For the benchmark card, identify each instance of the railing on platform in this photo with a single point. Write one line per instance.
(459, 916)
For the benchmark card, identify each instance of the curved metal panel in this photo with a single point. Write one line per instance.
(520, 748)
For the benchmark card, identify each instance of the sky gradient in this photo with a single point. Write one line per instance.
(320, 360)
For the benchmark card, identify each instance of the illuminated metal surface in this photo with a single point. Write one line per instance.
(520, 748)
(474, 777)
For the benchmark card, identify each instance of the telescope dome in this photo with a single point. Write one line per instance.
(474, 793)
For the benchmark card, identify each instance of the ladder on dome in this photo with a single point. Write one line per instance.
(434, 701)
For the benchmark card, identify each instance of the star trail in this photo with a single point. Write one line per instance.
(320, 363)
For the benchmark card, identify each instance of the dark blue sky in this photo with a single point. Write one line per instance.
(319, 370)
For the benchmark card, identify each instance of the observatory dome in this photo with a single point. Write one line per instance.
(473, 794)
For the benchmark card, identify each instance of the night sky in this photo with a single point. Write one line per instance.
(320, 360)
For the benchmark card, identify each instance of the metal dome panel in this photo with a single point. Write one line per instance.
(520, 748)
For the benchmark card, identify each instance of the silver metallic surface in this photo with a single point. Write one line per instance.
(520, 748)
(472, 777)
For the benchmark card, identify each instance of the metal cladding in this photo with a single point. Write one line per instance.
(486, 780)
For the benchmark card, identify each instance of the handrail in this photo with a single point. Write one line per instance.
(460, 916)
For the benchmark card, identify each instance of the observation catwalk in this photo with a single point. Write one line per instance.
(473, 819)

******

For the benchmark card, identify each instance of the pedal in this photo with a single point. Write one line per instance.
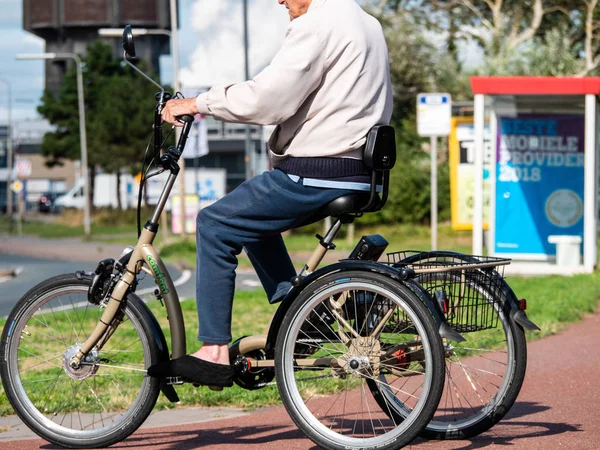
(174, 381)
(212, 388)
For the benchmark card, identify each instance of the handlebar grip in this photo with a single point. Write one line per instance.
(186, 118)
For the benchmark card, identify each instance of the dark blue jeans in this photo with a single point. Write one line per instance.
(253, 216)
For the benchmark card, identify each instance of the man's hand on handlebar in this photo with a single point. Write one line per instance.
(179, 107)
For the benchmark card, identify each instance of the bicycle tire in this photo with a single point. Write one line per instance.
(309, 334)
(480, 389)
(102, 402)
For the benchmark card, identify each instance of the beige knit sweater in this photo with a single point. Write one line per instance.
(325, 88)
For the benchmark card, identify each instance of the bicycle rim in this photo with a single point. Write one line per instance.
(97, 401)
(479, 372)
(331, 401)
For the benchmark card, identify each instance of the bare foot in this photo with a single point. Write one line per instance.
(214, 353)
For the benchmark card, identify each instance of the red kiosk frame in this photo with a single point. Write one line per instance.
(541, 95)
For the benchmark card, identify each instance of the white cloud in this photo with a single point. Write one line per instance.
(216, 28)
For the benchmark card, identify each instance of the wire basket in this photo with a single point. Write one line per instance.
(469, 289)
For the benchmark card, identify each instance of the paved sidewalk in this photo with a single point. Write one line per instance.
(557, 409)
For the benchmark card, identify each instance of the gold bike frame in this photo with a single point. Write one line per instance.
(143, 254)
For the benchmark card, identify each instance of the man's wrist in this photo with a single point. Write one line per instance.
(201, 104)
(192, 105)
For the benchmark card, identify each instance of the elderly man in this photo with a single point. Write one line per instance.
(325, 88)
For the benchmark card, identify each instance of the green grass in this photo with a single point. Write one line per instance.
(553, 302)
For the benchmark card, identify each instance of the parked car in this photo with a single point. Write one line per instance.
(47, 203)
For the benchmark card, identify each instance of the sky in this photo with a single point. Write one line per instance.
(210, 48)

******

> What the exercise asks
Copy out each line of the entries above that contains the word "handlebar".

> Task result
For the benchmark card, identify each instance of the handlebar grip in this photo with a single point. Write one line per instance.
For the benchmark card, identify each instance of the man's hand on handlebar in this photo with a single point. Write one line per instance.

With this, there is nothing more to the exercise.